[start DATASET RECORDS]

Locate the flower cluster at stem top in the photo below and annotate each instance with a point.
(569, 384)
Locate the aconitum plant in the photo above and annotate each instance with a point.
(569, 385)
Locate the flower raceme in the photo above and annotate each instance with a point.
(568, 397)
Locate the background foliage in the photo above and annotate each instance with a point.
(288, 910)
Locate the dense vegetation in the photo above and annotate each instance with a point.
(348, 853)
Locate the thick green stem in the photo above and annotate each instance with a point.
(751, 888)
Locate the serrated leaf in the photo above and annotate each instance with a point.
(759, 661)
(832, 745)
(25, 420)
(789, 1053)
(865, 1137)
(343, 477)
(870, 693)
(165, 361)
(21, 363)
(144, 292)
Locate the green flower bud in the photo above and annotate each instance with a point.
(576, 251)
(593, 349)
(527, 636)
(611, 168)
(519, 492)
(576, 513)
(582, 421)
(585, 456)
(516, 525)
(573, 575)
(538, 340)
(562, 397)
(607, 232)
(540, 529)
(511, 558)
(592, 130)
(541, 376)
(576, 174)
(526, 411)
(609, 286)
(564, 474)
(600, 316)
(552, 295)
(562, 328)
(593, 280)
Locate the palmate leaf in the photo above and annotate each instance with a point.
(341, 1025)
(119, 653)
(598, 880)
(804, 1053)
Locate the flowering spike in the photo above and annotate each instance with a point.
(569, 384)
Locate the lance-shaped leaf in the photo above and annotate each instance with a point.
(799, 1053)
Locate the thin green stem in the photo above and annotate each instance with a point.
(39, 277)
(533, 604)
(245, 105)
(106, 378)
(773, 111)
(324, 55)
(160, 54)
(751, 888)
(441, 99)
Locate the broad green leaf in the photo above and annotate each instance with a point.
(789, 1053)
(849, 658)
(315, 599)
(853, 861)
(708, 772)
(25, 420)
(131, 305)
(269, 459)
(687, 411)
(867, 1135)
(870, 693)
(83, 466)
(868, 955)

[end DATASET RECORDS]

- EXERCISE INSTRUCTIONS -
Nothing in the listing may be changed; retype it all exactly.

- EXERCISE SOLUTION -
Locate the flower cluster at stem top in the photo below and annotate each instance with a point.
(569, 384)
Locate the aconitum plant in the photo above and annotate each instance with a point.
(569, 385)
Locate the flower raceme in the photo above and annotate each instance with a point.
(568, 397)
Locate the background foliage in the photo above and annotate each instance with a point.
(288, 910)
Locate the dense vegetation in the photo above and annotate each instance with a point.
(348, 853)
Locate the thick green stem in the photo above and annotate each instance with a point.
(751, 888)
Locate the serrated leaf in the photo above and annotate each instance with a point.
(759, 661)
(832, 745)
(25, 420)
(789, 1053)
(865, 1137)
(343, 477)
(870, 693)
(165, 361)
(21, 363)
(144, 292)
Locate the green flower bud in the photo above and annotate each instance with a point.
(576, 251)
(593, 349)
(527, 636)
(611, 168)
(519, 492)
(576, 513)
(582, 421)
(585, 456)
(516, 525)
(573, 575)
(538, 340)
(562, 397)
(607, 232)
(540, 529)
(511, 558)
(592, 130)
(541, 376)
(576, 174)
(526, 411)
(609, 286)
(564, 474)
(600, 316)
(552, 295)
(562, 328)
(593, 280)
Locate the palmate leaf in the photo above and annotate each instance with a point.
(341, 1025)
(119, 653)
(598, 880)
(804, 1053)
Locate the flowering spike in the photo above and annotate each instance with a point.
(569, 384)
Locate the lance-shaped leaf in the photo above and annotate each instance with a point.
(799, 1053)
Locate the thin green stem in the photo above and annotate each instance with a point.
(39, 277)
(533, 604)
(245, 105)
(106, 378)
(773, 111)
(324, 55)
(160, 54)
(751, 888)
(441, 99)
Locate the broad green leaf in the photo above and annotate each instance with a point.
(789, 1053)
(849, 658)
(315, 599)
(853, 861)
(708, 772)
(25, 420)
(131, 305)
(269, 459)
(687, 411)
(867, 1135)
(870, 693)
(83, 466)
(868, 955)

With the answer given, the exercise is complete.